-- Brief --
Substitute "widest part" for "thickest part" in the items below, from the line that contains "of the purple" through the line that contains "of the flowering", both included. Write out only those lines, with nothing else changed.

┌──

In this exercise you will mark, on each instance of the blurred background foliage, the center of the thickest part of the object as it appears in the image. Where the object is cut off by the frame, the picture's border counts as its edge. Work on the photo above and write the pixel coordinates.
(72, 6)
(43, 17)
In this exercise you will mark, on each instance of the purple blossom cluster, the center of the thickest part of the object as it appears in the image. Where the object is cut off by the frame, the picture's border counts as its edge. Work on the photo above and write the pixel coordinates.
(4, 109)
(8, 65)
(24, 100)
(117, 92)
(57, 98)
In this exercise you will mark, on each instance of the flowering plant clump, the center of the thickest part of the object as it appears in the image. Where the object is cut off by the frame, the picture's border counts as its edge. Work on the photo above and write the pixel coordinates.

└──
┌──

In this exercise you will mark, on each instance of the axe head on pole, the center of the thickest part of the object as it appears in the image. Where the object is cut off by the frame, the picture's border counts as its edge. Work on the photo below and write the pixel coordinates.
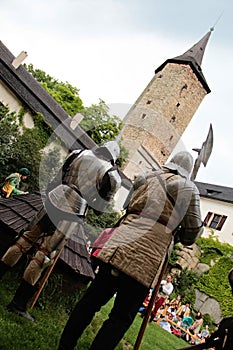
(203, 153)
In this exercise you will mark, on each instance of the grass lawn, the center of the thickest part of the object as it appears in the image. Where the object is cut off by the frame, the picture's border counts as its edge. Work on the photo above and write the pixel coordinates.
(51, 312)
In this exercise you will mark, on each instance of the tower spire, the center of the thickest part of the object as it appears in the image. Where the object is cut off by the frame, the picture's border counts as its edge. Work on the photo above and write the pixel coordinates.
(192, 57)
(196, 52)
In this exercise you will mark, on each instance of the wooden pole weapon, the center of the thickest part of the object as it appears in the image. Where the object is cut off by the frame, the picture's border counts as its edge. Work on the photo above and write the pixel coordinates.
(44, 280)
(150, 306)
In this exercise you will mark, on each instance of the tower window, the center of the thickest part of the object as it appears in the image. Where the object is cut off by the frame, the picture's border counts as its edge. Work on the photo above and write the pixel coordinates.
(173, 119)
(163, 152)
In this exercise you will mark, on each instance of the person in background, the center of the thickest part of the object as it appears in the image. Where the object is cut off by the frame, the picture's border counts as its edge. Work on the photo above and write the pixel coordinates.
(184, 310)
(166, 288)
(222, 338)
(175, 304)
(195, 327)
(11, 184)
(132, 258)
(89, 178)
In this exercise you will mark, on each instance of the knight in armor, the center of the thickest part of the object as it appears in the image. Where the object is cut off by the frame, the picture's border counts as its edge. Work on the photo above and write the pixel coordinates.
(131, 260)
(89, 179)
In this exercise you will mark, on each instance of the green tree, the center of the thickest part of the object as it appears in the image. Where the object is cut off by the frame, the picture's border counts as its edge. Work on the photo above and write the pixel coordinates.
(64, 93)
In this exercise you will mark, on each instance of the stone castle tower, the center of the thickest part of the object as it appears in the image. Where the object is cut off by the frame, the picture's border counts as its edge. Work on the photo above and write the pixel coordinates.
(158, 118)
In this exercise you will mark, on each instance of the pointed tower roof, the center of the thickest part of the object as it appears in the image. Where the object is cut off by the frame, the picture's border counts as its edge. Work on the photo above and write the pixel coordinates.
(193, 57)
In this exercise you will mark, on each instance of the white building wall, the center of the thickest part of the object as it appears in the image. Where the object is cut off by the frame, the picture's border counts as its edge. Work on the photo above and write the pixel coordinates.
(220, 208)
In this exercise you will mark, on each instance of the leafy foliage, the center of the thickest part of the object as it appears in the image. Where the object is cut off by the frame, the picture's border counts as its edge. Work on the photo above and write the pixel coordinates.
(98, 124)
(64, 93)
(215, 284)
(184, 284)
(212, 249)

└──

-- Solution to this problem --
In this exercise you will mark, on each instance of the purple blossom cluster, the center of the widest part of the object as it appears in the image. Where the object is cut off by the frame, the picture's border counts as its edge. Work on the photo above and write the pixel coordinates.
(4, 109)
(8, 65)
(24, 100)
(117, 92)
(57, 98)
In this exercise you will mark, on each instance of the flowering plant clump, the center of the widest part of the object as it appears in the image. Where the object is cut off by the frame, the picture's border counts as its edge. Work on the photo above and write the pixel coordinates.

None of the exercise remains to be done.